Tasks to complete:
[1] Answer these questions using the passage about living with Type 1 diabetes:
(a) Where does Mr. Boudreaux live, and what group does he work for?
(b) What is Mr. Mossman's occupation?
(c) What was Ms. Hepner worried about drawing unwanted attention to?
[2] Carry on the passage about living with Type 1 diabetes from its last sentence.
*** Given passage ***
“I didn’t want to be defined by my illness, and I didn’t want to be seen as weak, but having Type 1 does make you different and it’s important that everyone around knows so they can help if you have severe low blood sugar,” said Mr. Boudreaux, 35, who lives in Monterey, Calif., and works for the nonprofit group Beyond Type 1.
Ms. Hepner, too, has spent much of her life downplaying the disease, even with her husband, Mr. Mossman. She recalled his confusion early in their relationship when he awoke to find her discombobulated and drenched in sweat, the result of hypoglycemia, or low blood sugar. The more Mr. Mossman, a cinematographer, learned about the disease, the more he pressed her to make the film.
For years, Ms. Hepner stood her ground, worried about drawing unwanted attention to her health. “It’s a competitive world out there and I just didn’t want people to think, ‘Oh, she’s not thinking straight because her blood sugar is high,’” she said.
*** Recorded data ***
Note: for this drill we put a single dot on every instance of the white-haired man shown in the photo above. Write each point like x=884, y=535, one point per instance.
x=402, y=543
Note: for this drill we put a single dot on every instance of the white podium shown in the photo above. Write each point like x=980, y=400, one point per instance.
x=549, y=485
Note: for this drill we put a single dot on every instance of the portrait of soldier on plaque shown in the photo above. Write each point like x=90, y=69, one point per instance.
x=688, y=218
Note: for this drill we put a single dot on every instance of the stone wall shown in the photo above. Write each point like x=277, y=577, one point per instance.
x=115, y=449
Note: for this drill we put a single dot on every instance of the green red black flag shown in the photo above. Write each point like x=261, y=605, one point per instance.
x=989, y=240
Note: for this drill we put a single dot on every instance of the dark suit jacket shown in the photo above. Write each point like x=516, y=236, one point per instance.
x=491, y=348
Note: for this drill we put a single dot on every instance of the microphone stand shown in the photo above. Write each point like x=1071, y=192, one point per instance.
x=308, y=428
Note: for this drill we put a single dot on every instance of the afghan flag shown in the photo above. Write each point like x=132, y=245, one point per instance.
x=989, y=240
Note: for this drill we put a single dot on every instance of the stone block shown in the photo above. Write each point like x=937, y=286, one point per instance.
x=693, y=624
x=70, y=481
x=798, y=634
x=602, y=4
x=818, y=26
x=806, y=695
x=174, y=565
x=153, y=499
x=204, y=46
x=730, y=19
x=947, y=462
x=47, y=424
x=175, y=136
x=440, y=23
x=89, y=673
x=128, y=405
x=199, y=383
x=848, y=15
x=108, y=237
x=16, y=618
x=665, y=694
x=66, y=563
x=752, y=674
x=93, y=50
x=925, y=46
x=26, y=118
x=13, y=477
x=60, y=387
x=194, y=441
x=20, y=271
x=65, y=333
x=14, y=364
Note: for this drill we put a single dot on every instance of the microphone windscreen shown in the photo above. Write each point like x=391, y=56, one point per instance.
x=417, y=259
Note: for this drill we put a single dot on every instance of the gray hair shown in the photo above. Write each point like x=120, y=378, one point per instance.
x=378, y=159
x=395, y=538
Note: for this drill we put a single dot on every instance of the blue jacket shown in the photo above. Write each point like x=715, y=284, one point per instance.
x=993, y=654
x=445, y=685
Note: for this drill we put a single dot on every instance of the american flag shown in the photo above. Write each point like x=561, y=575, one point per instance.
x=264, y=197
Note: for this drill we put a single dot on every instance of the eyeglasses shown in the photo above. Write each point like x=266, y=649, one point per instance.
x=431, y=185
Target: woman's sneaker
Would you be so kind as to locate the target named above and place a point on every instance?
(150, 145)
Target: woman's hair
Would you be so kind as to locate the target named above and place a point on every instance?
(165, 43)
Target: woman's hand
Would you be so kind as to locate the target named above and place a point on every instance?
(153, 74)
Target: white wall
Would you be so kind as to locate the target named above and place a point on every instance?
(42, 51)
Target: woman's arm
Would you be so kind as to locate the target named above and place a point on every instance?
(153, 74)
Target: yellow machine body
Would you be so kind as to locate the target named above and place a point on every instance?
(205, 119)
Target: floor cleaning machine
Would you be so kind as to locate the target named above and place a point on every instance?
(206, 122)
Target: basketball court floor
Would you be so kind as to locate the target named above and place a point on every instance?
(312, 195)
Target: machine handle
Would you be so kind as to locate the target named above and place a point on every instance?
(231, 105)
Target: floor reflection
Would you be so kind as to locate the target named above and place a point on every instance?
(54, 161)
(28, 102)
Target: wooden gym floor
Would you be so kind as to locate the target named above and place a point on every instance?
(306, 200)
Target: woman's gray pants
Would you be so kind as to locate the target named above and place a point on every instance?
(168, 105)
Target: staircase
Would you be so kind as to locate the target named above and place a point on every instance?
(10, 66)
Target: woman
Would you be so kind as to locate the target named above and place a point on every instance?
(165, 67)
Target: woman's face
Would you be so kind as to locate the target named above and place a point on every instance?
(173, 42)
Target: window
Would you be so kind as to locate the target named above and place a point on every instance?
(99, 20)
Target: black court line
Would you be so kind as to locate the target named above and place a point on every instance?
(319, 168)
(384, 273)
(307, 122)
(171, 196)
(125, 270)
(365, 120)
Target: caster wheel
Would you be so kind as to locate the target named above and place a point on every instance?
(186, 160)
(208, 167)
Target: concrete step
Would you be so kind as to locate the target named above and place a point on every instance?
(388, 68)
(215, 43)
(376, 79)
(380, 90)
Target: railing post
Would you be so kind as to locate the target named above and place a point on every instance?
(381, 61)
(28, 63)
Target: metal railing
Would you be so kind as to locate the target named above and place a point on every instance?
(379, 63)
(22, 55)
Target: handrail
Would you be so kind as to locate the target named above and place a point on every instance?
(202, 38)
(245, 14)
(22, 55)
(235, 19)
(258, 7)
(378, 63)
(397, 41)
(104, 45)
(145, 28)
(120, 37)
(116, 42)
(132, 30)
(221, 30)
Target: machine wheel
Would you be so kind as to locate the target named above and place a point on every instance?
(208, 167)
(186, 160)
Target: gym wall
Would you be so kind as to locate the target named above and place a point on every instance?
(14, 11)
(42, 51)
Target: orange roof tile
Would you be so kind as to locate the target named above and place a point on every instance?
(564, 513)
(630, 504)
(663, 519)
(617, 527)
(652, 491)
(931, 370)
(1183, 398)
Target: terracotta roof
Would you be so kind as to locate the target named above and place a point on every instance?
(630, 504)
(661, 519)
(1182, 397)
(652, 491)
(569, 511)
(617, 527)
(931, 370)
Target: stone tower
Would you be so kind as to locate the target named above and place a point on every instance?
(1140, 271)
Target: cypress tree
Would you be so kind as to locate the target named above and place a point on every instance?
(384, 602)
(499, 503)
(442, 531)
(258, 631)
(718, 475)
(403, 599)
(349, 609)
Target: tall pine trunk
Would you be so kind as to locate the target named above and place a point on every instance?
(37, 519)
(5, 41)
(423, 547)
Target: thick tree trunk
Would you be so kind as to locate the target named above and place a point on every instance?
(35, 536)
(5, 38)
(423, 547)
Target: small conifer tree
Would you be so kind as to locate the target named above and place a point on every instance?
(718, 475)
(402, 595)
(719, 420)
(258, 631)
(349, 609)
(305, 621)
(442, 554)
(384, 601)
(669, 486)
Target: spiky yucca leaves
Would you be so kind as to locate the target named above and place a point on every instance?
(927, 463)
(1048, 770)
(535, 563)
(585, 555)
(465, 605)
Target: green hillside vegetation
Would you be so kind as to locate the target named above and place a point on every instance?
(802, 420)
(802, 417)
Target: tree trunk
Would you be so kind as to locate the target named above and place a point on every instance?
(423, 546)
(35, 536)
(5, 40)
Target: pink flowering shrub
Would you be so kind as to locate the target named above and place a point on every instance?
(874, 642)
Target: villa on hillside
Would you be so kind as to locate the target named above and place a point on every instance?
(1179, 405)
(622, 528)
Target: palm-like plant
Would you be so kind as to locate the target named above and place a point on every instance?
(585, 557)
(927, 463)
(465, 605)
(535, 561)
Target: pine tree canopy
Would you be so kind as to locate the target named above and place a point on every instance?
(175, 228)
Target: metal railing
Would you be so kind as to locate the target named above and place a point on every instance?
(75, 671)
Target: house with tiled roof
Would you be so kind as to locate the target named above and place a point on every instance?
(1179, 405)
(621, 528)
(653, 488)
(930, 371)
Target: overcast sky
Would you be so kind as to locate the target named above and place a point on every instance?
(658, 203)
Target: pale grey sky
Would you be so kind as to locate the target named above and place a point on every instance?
***
Results in order:
[1]
(a) He lives in Monterey, Calif., and works for the nonprofit group Beyond Type 1.
(b) He is a cinematographer.
(c) She was worried about drawing unwanted attention to her health.

[2]
But over time, the ubiquity of pink-ribbon breast cancer awareness campaigns and highly publicized efforts to cure Alzheimer’s made Ms. Hepner realize her filmmaking skills could change public perceptions of Type 1, a disease that is nearly invisible, in part because many people who have it do not look sick.
She hopes to change other misperceptions, including the notion that diabetes is a relatively inconsequential and “manageable” illness, one that has been popularized by Big Pharma’s feel-good drug television commercials that feature self-assured patients playing tennis and basketball and piloting hot air balloons.